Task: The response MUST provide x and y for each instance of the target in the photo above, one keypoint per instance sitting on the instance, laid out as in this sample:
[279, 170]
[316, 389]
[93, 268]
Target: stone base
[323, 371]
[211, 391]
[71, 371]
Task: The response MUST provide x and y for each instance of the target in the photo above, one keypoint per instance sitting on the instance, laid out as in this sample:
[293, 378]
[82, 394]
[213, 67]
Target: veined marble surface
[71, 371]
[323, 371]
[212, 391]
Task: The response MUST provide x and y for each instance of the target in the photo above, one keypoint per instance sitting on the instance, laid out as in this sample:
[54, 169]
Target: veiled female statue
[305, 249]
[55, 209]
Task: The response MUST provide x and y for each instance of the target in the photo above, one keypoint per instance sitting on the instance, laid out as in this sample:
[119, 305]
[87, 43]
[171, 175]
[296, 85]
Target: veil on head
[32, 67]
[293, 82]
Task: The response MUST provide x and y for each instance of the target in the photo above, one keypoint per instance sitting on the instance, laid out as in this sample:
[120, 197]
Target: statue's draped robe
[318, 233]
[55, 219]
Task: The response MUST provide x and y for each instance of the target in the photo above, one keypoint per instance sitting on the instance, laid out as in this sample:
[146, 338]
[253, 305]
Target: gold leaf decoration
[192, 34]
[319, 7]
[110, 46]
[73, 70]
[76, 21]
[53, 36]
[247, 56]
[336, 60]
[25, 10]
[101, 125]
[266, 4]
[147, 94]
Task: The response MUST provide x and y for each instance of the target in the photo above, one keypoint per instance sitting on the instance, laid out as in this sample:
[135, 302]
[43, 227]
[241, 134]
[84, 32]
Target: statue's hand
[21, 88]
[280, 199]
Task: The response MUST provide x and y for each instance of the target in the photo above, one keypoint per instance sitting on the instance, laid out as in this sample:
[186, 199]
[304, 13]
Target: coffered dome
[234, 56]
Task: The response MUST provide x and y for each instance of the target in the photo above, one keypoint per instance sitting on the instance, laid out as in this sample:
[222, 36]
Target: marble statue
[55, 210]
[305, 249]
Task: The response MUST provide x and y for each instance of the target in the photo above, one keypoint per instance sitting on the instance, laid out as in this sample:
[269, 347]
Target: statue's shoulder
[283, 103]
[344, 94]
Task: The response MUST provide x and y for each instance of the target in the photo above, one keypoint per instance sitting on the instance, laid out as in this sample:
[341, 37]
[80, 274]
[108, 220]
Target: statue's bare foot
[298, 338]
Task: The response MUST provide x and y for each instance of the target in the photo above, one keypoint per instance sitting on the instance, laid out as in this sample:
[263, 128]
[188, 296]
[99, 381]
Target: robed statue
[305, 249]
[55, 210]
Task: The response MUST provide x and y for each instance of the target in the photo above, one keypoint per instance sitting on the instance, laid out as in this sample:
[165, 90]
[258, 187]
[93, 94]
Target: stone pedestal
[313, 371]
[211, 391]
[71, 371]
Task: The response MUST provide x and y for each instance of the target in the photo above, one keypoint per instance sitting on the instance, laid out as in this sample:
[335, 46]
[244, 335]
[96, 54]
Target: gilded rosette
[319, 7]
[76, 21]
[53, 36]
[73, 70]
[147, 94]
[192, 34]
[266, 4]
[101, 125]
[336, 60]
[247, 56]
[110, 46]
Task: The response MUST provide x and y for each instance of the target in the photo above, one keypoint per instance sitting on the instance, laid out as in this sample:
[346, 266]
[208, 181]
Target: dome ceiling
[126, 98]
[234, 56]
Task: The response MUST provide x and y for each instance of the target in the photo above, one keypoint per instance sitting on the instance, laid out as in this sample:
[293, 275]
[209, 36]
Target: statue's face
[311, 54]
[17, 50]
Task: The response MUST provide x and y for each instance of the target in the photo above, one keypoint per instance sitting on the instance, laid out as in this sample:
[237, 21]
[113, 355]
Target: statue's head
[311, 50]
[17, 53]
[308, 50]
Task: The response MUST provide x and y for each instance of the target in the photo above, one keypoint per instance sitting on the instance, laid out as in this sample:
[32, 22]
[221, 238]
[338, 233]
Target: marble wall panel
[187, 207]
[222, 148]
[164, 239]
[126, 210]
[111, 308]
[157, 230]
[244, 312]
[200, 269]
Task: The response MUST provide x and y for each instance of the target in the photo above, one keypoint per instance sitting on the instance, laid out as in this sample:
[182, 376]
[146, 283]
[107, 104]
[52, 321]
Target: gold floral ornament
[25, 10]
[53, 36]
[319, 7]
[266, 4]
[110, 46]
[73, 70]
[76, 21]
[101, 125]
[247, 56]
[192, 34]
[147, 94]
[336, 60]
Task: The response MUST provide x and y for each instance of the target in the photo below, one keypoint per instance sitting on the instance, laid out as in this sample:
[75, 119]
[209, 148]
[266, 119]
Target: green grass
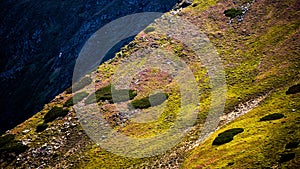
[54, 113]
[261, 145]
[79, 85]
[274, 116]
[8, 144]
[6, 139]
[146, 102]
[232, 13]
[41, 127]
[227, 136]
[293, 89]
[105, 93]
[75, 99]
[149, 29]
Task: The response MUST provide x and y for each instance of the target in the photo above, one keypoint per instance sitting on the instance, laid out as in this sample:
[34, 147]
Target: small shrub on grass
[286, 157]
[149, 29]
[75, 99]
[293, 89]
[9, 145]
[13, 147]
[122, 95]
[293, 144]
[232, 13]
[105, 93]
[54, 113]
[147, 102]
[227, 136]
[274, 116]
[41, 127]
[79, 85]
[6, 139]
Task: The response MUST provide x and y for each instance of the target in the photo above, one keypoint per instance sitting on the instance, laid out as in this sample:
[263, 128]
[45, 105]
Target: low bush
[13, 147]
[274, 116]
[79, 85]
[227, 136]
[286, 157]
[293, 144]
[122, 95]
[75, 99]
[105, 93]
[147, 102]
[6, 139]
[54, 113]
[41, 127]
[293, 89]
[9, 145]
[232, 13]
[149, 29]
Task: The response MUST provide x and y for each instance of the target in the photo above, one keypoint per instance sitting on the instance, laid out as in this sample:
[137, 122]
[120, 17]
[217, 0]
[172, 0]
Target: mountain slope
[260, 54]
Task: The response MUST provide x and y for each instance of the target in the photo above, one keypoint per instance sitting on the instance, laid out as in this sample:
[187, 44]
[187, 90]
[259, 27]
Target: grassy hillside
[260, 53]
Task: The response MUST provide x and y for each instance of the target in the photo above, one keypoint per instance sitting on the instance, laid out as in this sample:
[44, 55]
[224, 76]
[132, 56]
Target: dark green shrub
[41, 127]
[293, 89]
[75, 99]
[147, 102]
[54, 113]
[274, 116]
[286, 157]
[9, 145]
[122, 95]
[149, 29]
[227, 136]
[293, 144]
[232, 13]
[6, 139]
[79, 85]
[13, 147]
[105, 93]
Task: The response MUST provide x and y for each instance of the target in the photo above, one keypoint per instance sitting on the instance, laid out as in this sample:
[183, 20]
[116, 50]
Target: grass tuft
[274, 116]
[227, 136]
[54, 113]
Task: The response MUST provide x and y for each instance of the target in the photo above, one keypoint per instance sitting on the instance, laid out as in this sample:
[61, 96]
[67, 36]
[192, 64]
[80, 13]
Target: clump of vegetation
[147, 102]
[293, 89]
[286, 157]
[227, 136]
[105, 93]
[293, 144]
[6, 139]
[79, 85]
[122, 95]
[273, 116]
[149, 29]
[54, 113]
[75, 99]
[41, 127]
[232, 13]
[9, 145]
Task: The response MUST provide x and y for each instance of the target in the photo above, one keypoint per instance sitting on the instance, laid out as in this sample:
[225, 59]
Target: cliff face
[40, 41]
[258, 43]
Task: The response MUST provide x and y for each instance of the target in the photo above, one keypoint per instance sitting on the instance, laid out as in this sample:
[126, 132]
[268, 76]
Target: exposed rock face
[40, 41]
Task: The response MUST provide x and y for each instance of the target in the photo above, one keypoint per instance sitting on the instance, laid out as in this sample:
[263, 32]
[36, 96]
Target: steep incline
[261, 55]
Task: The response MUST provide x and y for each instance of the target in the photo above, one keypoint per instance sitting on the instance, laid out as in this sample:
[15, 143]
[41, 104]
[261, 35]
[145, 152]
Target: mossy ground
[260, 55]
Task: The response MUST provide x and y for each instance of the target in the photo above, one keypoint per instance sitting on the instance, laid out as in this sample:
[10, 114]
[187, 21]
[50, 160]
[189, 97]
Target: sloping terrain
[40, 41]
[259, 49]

^^^^

* What you should do *
With the line containing "Target: exposed rock face" as the start, transcribe each line through the end of the listing above, exactly and only.

* Task solution *
Target: exposed rock face
[40, 41]
Task: The response MUST provide x and y for each instance of the target in the photo above, one keypoint per instance sitting on the instance, laid out as in this sample:
[263, 32]
[36, 96]
Target: steep incline
[261, 55]
Task: The response MUST provide x and y for each instance of the target in the photo above, one keypoint per instance sitting on the instance, laid out as in this sample:
[15, 143]
[41, 104]
[261, 35]
[145, 152]
Target: mossy ground
[260, 55]
Task: The response MUST provide x and y for each instance of the target in the photo above, one keypoint per instance sitting on the instance, laid out as in this sample:
[10, 114]
[187, 21]
[50, 160]
[189, 97]
Target: sloping terrain
[40, 41]
[259, 49]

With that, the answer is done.